-- EXERCISE TEXT follows --

From a brief perusal of Amnesty’s website and its periodic media briefings one cannot but perceive a distinct fixation, a plethora of daily accusations against Israel, as opposed to an acute scantiness – indeed an almost non-existent coverage – of the grave humanitarian violations by Palestinian terror groups. 

In fact, during the hostilities of May 2021, Hamas and Palestinian Islamic Jihad indiscriminately fired over 4,000 rockets aimed at Israeli populated areas, of which almost 700 landed within the Gaza Strip, endangering the Palestinian population. This hardly generated any serious, substantive reaction by Amnesty. 

Similarly, in the most recent hostilities last month, the Palestinian Islamic Jihad terror group, launched some 1,175 rockets against Israel, 200 of which fell inside the Gaza Strip, killing and wounding Palestinians.

-- EXERCISE TEXT concluded --
-- DATA SHOWN follows --

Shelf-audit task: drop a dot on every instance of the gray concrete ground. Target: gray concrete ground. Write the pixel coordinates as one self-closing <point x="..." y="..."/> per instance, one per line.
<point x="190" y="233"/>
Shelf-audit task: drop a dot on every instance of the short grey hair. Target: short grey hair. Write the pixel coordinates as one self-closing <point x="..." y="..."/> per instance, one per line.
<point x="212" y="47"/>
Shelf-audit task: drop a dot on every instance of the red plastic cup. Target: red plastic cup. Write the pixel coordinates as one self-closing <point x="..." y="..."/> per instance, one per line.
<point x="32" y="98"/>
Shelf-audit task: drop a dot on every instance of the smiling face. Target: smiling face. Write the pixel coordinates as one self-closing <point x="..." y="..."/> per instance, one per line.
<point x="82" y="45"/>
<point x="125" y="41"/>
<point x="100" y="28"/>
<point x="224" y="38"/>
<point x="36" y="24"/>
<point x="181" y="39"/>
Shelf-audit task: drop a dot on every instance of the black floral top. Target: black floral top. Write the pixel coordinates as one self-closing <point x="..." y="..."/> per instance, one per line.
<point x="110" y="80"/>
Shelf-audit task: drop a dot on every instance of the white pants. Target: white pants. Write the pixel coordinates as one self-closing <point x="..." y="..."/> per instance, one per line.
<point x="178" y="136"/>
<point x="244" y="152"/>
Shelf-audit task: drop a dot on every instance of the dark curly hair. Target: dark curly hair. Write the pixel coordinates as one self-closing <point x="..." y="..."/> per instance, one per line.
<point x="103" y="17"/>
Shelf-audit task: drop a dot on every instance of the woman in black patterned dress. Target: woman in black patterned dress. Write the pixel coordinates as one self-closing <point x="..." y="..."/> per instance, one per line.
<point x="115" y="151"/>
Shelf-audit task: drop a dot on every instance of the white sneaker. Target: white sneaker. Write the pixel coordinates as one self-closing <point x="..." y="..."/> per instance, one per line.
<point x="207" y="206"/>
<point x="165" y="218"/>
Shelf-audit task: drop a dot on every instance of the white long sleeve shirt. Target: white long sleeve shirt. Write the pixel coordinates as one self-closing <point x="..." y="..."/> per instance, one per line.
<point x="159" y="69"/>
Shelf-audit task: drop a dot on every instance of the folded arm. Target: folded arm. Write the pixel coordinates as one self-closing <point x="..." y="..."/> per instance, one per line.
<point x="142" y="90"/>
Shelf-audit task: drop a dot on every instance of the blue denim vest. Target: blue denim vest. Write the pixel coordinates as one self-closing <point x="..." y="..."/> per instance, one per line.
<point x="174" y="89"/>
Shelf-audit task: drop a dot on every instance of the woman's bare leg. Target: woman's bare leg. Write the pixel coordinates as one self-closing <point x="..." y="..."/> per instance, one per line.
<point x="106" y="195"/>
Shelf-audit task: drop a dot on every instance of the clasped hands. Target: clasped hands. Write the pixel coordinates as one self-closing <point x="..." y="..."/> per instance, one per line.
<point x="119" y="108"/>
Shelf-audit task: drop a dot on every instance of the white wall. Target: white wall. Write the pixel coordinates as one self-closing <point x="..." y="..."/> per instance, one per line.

-- DATA SHOWN concluded --

Pick up the passage on Amnesty's coverage of Israel and Palestinian terror groups where it stops, and continue it after its last sentence.

RESPONSE TO THE TASK:
But for some strange reason, Amnesty International could hardly bring itself to refer to the actions of what it calls “Palestinian armed groups,” and virtually ignored their deliberate targeting of Israeli civilians and their use of their own Palestinian population as human shields. 

In its media briefings, Amnesty glibly mentioned that “Palestinian armed groups have also committed violations of international humanitarian law with impunity.” Amnesty even added a token condemnation of “indiscriminate rocket fire by Palestinian armed groups,” adding that “firing rockets which cannot be accurately aimed into populated areas can amount to a war crime and endangers civilian lives on both sides of the Israel/Gaza border.” 

Disproportionate balance 

NO LESS disappointing, but nevertheless utterly predictable, was the need felt by Amnesty to “balance out” its minimal and meager criticism of Palestinian humanitarian violations with the inevitable accusation against Israel for having “a deplorable record of carrying out unlawful attacks in Gaza killing and injuring civilians including war crimes and crimes against humanity.” 

This evident bias and disproportion, together with its official pronouncements calling for an arms embargo and UN Security Council censure of Israel, all point to Amnesty International’s distinct fixation with Israel, undermining its stated mission and core principles to act with “impartiality, independent of any government, political ideology, economic interest or religion.”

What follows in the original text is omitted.